- [Texto citado]:
━━━━━━━━
Casos de violência sexual em campi universitários são absurdamente comuns, e na maioria esmagadora dos casos esses espaços preferem silenciar as vítimas para esconder os crimes que acontecem sob sua responsabilidade, ao invés de dar apoio jurídico e psicológico a elas. E é exatamente o que a reitora Walker faz no filme, varrendo o caso para debaixo do tapete para acobertar a situação. Assim como a antiga colega de Cassie e Nina, Madison, que também prefere ignorar o ocorrido já que Nina tinha “uma má reputação”. No fim das contas, as duas preferem comprar a versão do agressor do que ouvir a vítima. Assim, ignoram a denúncia de Nina e transformam Al Monroe no “pobre rapaz acusado injustamente”. Enquanto a real vítima se vê para sempre estigmatizada pela violência que sofreu e incapaz de conseguir justiça.

O único erro de Promising Young Woman é, talvez, retratar as mulheres que banalizaram e duvidaram da violência sofrida por Nina como quase tão culpáveis quanto seu agressor. Claro que indivíduos que culpabilizam sobreviventes de agressão sexual como as reais motivadoras da violência são execráveis, mas de forma alguma merecem ser punidas tal qual o próprio culpado da agressão. E no fim das contas, a reitora Walker (interpretada por Connie Britton) e Madison (interpretada por Alison Brie) acabam pagando um preço maior que Monroe. Afinal, o mesmo foi apenas detido pela polícia, sendo minimamente responsabilizado por seus crimes cometidos, enquanto as duas sofreram desproporcionalmente por seus “delitos”, sendo colocadas em situações emocionalmente dolorosas.
━━━━━━━━
- [Conteúdo dos dados]:
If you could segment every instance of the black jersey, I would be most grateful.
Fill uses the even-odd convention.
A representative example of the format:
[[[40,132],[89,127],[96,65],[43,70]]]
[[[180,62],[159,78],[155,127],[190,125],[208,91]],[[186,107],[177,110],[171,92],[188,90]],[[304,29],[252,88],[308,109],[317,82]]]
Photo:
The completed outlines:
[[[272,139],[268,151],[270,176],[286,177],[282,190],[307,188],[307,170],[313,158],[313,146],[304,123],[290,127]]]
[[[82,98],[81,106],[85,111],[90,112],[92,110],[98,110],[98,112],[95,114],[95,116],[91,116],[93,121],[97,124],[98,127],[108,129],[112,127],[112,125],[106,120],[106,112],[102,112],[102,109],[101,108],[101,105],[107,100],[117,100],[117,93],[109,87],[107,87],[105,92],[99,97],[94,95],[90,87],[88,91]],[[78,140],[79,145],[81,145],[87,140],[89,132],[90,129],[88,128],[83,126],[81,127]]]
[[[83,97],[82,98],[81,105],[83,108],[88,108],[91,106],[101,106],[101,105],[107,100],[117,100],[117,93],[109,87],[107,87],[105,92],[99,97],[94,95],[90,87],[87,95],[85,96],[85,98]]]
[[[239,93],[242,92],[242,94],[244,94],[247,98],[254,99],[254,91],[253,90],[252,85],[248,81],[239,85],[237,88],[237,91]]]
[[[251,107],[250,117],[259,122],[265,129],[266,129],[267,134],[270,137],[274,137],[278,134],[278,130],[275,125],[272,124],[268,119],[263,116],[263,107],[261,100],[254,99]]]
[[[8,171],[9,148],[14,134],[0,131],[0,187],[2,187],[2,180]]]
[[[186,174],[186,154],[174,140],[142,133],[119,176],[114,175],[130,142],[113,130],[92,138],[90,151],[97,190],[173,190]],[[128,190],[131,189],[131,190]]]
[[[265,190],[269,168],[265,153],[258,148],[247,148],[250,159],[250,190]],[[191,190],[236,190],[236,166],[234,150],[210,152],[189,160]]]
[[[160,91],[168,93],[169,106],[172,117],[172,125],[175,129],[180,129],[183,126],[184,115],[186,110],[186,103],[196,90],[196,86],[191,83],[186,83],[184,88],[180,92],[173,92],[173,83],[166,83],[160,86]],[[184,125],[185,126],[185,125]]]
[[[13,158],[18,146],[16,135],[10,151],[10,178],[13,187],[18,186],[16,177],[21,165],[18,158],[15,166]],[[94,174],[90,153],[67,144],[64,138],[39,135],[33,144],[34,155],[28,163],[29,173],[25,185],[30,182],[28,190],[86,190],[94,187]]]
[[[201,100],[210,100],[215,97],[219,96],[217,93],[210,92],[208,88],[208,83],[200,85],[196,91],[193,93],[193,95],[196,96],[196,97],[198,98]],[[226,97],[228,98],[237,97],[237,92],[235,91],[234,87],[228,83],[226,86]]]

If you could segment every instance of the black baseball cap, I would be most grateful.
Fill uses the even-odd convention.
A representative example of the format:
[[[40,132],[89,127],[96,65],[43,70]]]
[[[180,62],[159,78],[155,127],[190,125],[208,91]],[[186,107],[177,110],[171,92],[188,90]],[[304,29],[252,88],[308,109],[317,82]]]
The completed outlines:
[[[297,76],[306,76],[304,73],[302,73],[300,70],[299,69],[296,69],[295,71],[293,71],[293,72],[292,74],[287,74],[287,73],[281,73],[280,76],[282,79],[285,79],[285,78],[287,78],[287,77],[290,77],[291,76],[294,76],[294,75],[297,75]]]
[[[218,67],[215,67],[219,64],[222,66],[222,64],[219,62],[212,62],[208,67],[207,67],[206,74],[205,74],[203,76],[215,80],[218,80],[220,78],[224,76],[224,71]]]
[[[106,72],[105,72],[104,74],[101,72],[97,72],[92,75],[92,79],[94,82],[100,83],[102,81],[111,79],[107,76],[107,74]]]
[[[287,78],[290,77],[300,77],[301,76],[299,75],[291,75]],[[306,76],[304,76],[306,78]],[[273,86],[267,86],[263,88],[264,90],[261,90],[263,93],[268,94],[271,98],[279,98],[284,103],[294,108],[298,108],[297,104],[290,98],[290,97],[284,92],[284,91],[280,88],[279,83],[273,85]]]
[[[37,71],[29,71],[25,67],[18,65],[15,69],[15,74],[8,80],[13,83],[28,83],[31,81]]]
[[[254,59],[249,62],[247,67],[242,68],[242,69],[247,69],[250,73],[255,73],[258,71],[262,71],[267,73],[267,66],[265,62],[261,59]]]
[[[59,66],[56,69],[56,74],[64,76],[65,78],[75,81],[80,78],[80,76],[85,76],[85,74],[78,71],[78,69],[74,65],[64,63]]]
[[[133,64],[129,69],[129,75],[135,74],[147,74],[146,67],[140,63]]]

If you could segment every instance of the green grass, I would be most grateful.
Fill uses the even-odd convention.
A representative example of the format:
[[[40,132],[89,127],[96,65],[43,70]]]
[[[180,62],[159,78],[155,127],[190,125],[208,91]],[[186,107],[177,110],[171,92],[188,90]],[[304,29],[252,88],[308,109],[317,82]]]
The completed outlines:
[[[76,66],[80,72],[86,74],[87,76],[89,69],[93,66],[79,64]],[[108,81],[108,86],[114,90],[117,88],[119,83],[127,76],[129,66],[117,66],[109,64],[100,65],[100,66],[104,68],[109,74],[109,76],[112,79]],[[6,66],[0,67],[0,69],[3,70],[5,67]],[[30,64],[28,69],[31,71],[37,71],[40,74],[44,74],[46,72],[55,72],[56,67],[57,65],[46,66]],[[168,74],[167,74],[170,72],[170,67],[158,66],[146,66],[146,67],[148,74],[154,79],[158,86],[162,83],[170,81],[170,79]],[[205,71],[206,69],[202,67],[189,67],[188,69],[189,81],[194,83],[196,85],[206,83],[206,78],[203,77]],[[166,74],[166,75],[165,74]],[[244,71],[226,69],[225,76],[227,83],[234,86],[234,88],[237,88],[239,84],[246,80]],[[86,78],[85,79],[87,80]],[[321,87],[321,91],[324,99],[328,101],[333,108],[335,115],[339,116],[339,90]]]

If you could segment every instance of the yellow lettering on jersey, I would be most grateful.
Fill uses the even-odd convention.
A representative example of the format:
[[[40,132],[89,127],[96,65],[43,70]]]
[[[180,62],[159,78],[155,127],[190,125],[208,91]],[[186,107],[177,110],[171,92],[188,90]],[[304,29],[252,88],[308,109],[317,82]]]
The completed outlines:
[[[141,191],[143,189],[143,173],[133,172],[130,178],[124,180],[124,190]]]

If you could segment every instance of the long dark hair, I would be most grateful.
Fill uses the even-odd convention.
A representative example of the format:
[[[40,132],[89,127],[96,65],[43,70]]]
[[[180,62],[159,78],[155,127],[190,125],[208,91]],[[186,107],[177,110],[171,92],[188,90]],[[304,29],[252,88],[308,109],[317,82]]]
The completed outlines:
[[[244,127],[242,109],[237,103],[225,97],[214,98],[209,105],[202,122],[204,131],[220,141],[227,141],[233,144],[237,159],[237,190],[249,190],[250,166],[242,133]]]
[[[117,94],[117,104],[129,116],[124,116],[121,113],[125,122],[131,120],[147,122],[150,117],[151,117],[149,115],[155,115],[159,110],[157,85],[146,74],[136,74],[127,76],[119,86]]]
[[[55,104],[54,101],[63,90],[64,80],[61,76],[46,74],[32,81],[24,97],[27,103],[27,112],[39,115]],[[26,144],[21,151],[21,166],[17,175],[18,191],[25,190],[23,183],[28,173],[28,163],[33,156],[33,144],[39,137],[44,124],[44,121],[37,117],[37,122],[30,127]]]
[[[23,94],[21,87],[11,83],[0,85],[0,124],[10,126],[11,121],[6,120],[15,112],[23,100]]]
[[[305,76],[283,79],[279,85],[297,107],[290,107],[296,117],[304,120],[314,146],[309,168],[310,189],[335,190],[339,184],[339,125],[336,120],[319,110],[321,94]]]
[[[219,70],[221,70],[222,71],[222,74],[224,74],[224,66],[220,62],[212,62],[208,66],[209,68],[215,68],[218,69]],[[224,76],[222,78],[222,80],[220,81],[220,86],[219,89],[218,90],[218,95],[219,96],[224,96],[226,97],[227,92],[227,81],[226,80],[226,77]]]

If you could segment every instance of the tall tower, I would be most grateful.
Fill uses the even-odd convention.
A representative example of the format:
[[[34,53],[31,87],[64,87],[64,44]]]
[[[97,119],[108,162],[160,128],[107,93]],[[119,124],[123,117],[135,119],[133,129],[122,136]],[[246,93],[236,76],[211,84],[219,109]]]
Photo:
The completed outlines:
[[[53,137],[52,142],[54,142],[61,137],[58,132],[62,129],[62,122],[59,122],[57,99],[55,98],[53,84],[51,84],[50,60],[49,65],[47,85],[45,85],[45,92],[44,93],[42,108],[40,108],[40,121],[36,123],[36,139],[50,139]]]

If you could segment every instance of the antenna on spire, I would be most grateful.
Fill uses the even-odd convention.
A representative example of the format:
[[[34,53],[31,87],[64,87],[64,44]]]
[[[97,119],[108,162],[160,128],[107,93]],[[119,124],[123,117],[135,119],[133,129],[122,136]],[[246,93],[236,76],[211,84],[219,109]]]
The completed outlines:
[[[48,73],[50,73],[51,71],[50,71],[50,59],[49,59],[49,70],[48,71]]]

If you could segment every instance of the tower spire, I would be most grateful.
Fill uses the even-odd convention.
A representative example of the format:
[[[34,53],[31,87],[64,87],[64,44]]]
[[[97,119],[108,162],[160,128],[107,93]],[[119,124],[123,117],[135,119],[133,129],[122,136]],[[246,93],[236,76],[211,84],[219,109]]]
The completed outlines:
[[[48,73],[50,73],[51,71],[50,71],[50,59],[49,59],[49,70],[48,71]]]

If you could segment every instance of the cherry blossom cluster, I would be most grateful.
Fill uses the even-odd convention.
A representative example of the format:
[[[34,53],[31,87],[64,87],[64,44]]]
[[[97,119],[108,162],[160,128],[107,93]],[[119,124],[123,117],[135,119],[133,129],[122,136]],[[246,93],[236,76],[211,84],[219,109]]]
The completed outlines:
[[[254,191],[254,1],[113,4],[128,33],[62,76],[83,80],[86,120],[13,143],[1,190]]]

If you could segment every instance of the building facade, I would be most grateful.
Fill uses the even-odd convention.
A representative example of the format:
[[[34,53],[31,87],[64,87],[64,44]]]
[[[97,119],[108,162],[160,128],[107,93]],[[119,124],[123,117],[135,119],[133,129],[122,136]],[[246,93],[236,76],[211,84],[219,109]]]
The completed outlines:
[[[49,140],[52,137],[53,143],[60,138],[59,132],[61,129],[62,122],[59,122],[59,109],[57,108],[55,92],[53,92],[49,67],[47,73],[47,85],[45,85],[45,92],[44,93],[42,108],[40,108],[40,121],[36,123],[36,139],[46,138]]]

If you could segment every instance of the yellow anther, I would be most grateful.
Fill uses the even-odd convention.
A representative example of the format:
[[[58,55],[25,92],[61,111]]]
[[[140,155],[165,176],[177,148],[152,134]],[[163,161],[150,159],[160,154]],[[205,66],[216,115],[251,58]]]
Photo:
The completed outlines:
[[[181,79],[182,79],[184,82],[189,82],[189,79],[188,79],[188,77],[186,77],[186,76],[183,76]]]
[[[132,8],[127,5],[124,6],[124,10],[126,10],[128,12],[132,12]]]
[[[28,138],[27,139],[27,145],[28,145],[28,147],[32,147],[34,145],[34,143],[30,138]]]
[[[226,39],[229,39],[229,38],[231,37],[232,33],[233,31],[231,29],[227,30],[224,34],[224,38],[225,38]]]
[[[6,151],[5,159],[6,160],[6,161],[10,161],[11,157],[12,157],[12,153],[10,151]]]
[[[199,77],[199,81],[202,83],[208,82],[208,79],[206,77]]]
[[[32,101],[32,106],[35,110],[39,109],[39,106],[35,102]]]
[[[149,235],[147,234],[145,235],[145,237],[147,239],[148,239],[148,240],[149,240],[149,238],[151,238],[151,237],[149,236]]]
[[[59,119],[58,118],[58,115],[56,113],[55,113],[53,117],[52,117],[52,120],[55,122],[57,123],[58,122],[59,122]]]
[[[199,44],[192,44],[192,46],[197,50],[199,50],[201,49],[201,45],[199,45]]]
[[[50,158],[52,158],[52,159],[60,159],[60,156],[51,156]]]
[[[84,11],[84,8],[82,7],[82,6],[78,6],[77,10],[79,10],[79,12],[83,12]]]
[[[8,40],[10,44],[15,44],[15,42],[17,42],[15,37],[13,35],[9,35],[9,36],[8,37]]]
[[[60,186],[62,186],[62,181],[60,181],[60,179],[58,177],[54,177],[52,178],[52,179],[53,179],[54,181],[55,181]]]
━━━━━━━━
- [Instrução 1]:
Repita, do texto sobre Promising Young Woman, tudo desde "O único erro" até "situações emocionalmente dolorosas.".
- [Instrução 2]:
Traduza para o inglês esta frase do texto sobre Promising Young Woman: "No fim das contas, as duas preferem comprar a versão do agressor do que ouvir a vítima."
- [Instrução 3]:
Retome o texto sobre Promising Young Woman a partir do ponto em que ele termina.
As linhas não têm papel algum aqui.

- [Resposta escrita 1]:
O único erro de Promising Young Woman é, talvez, retratar as mulheres que banalizaram e duvidaram da violência sofrida por Nina como quase tão culpáveis quanto seu agressor. Claro que indivíduos que culpabilizam sobreviventes de agressão sexual como as reais motivadoras da violência são execráveis, mas de forma alguma merecem ser punidas tal qual o próprio culpado da agressão. E no fim das contas, a reitora Walker (interpretada por Connie Britton) e Madison (interpretada por Alison Brie) acabam pagando um preço maior que Monroe. Afinal, o mesmo foi apenas detido pela polícia, sendo minimamente responsabilizado por seus crimes cometidos, enquanto as duas sofreram desproporcionalmente por seus “delitos”, sendo colocadas em situações emocionalmente dolorosas.

- [Resposta escrita 2]:
In the end, the two of them would rather buy the aggressor's version than listen to the victim.

- [Resposta escrita 3]:
Porém, em síntese, mesmo entre um erro ou outro, Promising Young Woman é um thriller eficaz que faz jus a sua premissa, entregando um enredo sólido e intrigante, fugindo de narrativas mais convencionais do “rape and revenge“. Fennell consegue, de forma perspicaz, subverter as expectativas do público baseado nas convenções que já conhecemos sobre o subgênero. Assim, a diretora consegue entregar um final inesperado, que, contraditoriamente, consegue ser frustrante e satisfatório ao mesmo tempo. Mesmo com algumas problemáticas em seu roteiro, o filme traz uma das tramas mais instigantes do cinema recente.


Título Original: Promising Young Woman
Direção: Emerald Fennell
Duração: 113 minutos
Elenco: Carey Mulligan, Bo Burnham, Alison Brie, Laverne Cox, Clancy Brown, Jennifer Coolidge, Connie Britton, Alfred Molina, Chris Lowell e Max Greenfield.
Sinopse: Cassie Thomas é uma jovem que decide se vingar depois que sua melhor amiga é sexualmente agredida em uma festa de fraternidade.